## Task to carry out
Extract the complete data exactly as given.

## Provided material
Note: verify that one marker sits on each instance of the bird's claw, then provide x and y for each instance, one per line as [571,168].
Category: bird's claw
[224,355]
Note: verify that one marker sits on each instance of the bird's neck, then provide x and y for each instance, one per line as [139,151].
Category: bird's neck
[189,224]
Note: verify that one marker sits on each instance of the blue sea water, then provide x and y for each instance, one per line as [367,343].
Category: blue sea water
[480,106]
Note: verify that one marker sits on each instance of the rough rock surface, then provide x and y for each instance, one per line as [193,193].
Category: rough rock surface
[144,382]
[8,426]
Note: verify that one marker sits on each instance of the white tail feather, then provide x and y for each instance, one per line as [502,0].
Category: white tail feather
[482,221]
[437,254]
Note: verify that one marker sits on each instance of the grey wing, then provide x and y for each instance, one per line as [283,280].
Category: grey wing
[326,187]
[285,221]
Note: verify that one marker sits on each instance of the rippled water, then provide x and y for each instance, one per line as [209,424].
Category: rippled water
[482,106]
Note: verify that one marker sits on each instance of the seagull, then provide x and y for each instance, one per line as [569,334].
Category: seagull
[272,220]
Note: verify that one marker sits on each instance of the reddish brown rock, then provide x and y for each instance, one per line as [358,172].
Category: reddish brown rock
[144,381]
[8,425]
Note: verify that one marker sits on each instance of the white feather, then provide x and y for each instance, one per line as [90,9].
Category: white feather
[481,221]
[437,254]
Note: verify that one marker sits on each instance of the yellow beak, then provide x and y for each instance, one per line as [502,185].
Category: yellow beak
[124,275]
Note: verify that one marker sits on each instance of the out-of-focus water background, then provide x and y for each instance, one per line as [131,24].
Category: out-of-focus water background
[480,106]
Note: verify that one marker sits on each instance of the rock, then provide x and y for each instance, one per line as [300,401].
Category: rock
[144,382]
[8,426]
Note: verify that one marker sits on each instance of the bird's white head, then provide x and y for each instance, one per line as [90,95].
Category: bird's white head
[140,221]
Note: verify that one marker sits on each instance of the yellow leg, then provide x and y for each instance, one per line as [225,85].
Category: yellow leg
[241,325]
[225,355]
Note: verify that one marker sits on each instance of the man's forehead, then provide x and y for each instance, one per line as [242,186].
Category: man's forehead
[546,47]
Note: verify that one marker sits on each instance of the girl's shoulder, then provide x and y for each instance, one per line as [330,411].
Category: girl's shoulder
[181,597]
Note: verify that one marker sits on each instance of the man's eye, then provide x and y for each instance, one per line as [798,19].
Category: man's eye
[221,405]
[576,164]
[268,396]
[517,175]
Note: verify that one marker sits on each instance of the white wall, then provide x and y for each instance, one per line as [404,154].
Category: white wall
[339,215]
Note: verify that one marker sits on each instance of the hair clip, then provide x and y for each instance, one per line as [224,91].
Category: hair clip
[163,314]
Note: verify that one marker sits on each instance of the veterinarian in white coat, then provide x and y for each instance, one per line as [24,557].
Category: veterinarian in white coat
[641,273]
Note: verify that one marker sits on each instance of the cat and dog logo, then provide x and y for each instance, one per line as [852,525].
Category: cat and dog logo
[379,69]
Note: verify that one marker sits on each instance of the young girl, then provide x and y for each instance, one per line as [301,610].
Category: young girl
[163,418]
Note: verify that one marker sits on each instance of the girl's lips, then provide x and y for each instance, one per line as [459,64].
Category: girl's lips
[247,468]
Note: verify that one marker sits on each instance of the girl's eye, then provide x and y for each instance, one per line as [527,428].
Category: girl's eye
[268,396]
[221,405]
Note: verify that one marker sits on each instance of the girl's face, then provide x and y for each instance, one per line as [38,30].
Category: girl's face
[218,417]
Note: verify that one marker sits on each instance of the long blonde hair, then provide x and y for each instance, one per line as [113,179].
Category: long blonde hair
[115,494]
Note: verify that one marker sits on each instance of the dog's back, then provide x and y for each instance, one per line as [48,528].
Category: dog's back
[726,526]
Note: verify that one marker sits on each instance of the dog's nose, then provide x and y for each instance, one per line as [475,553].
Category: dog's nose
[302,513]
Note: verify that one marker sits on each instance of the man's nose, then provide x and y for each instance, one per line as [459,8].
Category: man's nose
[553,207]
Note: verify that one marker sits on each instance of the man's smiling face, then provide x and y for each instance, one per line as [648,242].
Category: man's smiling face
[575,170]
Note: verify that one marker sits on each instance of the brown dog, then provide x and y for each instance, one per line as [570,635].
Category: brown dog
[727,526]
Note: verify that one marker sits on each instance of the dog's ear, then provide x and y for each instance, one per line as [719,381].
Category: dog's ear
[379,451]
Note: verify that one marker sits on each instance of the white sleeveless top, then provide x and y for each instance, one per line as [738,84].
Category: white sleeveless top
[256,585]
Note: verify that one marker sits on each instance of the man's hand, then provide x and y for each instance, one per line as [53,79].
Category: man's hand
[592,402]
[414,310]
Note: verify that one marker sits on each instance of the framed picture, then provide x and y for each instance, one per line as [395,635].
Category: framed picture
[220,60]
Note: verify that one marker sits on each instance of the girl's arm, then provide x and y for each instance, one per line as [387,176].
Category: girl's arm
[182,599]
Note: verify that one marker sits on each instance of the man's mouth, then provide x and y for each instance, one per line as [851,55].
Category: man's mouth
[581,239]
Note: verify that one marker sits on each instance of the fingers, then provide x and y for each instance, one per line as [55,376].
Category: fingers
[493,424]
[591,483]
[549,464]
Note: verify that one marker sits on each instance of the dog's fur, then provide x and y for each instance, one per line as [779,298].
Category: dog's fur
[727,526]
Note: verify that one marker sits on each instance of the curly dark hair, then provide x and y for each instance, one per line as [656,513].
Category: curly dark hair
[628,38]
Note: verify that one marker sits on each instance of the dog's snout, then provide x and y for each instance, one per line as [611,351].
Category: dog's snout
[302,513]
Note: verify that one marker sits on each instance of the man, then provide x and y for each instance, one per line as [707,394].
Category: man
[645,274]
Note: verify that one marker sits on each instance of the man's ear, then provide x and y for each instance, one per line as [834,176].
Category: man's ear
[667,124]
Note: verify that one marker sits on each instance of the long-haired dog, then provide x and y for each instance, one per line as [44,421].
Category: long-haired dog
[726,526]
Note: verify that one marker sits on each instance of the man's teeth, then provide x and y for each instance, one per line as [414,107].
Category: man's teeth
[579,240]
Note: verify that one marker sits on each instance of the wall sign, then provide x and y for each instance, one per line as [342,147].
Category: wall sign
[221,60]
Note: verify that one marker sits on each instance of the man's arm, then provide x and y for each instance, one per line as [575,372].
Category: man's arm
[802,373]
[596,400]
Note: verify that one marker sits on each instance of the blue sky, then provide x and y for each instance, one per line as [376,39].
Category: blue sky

## Output
Note: verify that one marker sits on each instance of the bird's claw, then provide x and y for each instance, one per line as [571,168].
Category: bird's claw
[224,355]
Note: verify that one marker sits on each instance of the bird's neck, then provide x and y for each instance, one per line as [139,151].
Category: bird's neck
[189,224]
Note: verify that one marker sits on each instance of the blue sea water, then provide x and y for each instance, one per line as [367,343].
Category: blue sea water
[480,106]
Note: verify that one marker sits on each instance of the rough rock surface, then provide x and y for each instance, one per line as [193,193].
Category: rough rock surface
[144,382]
[8,426]
Note: verify that one marker sits on each instance of the white tail feather, then provide x and y for each instance, one per line as [502,0].
Category: white tail feather
[482,221]
[437,254]
Note: verify that one marker sits on each instance of the grey wing, then provide x and y for each instance, one per line as [283,280].
Category: grey wing
[326,187]
[285,221]
Note: verify that one marker sits on each instance of the rippled water, then provide x and y for each instance, one per line as [209,424].
Category: rippled water
[482,106]
Note: verify that one marker sits on each instance of the seagull, then provide x and y for each instance, one per line as [569,334].
Category: seagull
[272,220]
Note: verify that one marker sits on each instance of the reddish brown rock, then provide x and y for each instance, one per line as [358,172].
Category: reddish brown rock
[144,381]
[8,425]
Note: verify that one marker sits on each instance of the white feather, then provide x and y for each instance, one per line as [90,9].
Category: white feather
[481,221]
[437,254]
Note: verify that one marker sits on each instance of the yellow beak, then provide x and y for each instance, one per line as [502,185].
Category: yellow beak
[124,275]
Note: verify that one marker sits on each instance of the out-of-focus water background, then provide x and y for each instance, one per line as [131,24].
Category: out-of-focus water background
[480,106]
Note: verify that one marker sits on each instance of the rock, then provide x and y for each instance, one per line as [300,401].
Category: rock
[144,382]
[8,426]
Note: verify that one marker sits on each instance of the bird's white head, then provide x and y for each instance, one per line as [90,95].
Category: bird's white head
[140,221]
Note: verify that one marker sits on each instance of the yellow leg, then provide x and y for each instance, one per line as [225,85].
Category: yellow leg
[241,325]
[225,355]
Note: verify that one marker sits on each instance of the man's forehead, then provide x and y for each instance, one per line as [242,186].
Category: man's forehead
[546,47]
Note: verify that one marker sits on each instance of the girl's shoulder, then provide x and y for each instance, one per line as [330,411].
Category: girl's shoulder
[181,597]
Note: verify that one marker sits on each instance of the man's eye, then provide x and y for each instance, one per line as [798,19].
Category: man's eye
[221,405]
[576,164]
[268,396]
[517,175]
Note: verify that one marker sits on each instance of the white wall, then provide x and y for each instance, one per line as [404,154].
Category: white wall
[339,215]
Note: verify that one marker sits on each instance of the hair clip, then provide x and y for each instance, one per line as [224,91].
Category: hair clip
[163,314]
Note: verify that one marker sits on each instance of the veterinarian in white coat, then provide x and y for each instance, one per line as [24,557].
Category: veterinarian in white coat
[641,273]
Note: verify that one marker sits on each instance of the cat and dog logo, then provide x and y for each instance, one per line as [852,525].
Category: cat and dog logo
[379,69]
Note: verify that one marker sits on each instance of the young girl, then provide x and y for each instance, one per line as [301,610].
Category: young girl
[163,418]
Note: verify that one marker sits on each instance of the girl's lips, then provide x and y for each instance, one per line as [459,64].
Category: girl's lips
[247,468]
Note: verify that one marker sits on each instance of the girl's eye, then provide x and y for each instance, one per line as [527,428].
Category: girl's eye
[268,396]
[221,405]
Note: verify that one marker sits on each instance of the girl's face, then provide x and y for each instance, one per line as [38,30].
Category: girl's face
[218,417]
Note: verify that one marker sits on each instance of the long blonde hair, then provide x and y for each instance, one per line as [113,179].
Category: long blonde hair
[115,494]
Note: verify that one marker sits on each instance of the dog's back, then provide x and y for each instance, one per line as [48,528].
Category: dog's back
[726,526]
Note: verify that one marker sits on each instance of the dog's nose, then provide x and y for each instance, one per line as [475,553].
Category: dog's nose
[302,513]
Note: verify that one marker sits on each instance of the man's nose, then provide x and y for each instance, one per line as [459,8].
Category: man's nose
[553,207]
Note: verify that one marker sits on each instance of the man's smiling face, then provide x and y for each instance, one per line as [648,242].
Category: man's smiling face
[575,170]
Note: verify that one marker sits on each instance of the brown dog, then provide x and y for each instance, one per line as [570,635].
Category: brown dog
[727,526]
Note: verify that one marker sits on each instance of the dog's ear, then provide x and y for each instance, one per line as [719,381].
Category: dog's ear
[379,451]
Note: verify that one marker sits on each instance of the white sleeveless top, then provide x and y for each instance, one per line as [738,84].
Category: white sleeveless top
[256,585]
Note: verify that one marker sits on each instance of the man's hand, then provide x and y for each instance, one per line as [53,79].
Category: man's hand
[592,402]
[414,310]
Note: verify that one marker sits on each instance of the framed picture, then provide x and y for each instance, one per line as [395,635].
Category: framed picture
[220,60]
Note: verify that one marker sits on each instance of the girl's arm, then provide x and y for each instance, one per line as [387,176].
Category: girl's arm
[182,599]
Note: verify that one marker sits on each instance of the man's mouth, then provide x and y for each instance, one per line as [851,55].
Category: man's mouth
[581,239]
Note: verify that one marker sits on each instance of the fingers, then provide x and y for each instance, one per line as [55,376].
Category: fingers
[493,424]
[591,483]
[549,464]
Note: verify that one marker sits on each instance of the dog's fur, then provide x and y for each instance, one per line as [779,298].
Category: dog's fur
[727,526]
Note: verify that one marker sits on each instance of the curly dark hair, then provide x and y for each instance, one per line as [656,513].
Category: curly dark hair
[628,38]
Note: verify that one marker sits on each instance of the dog's snout, then provide x and y for each instance, one per line as [611,351].
Category: dog's snout
[302,513]
Note: verify that one marker sits on each instance of the man, then provide x and y for each instance, one per line as [707,394].
Category: man
[645,274]
Note: verify that one marker sits on each instance of the man's ear, then provide x and y for each instance, one per line as [834,176].
Category: man's ear
[667,124]
Note: verify that one marker sits on each instance of the long-haired dog, then provide x and y for each instance, one per line as [44,421].
Category: long-haired dog
[726,526]
Note: verify that one marker sits on each instance of the man's teeth, then provide x and y for each instance, one per line as [414,107].
Category: man's teeth
[579,240]
Note: verify that one marker sits on each instance of the wall sign, then provide x and y for each instance, one per line as [342,147].
Category: wall sign
[221,60]
Note: verify that one marker sits on each instance of the man's arm, then provide x and y for each instance, one per line as [575,372].
Category: man's arm
[802,373]
[596,400]
Note: verify that one marker sits on each instance of the blue sky, then provide x and y for each instance, one per line as [376,39].
Category: blue sky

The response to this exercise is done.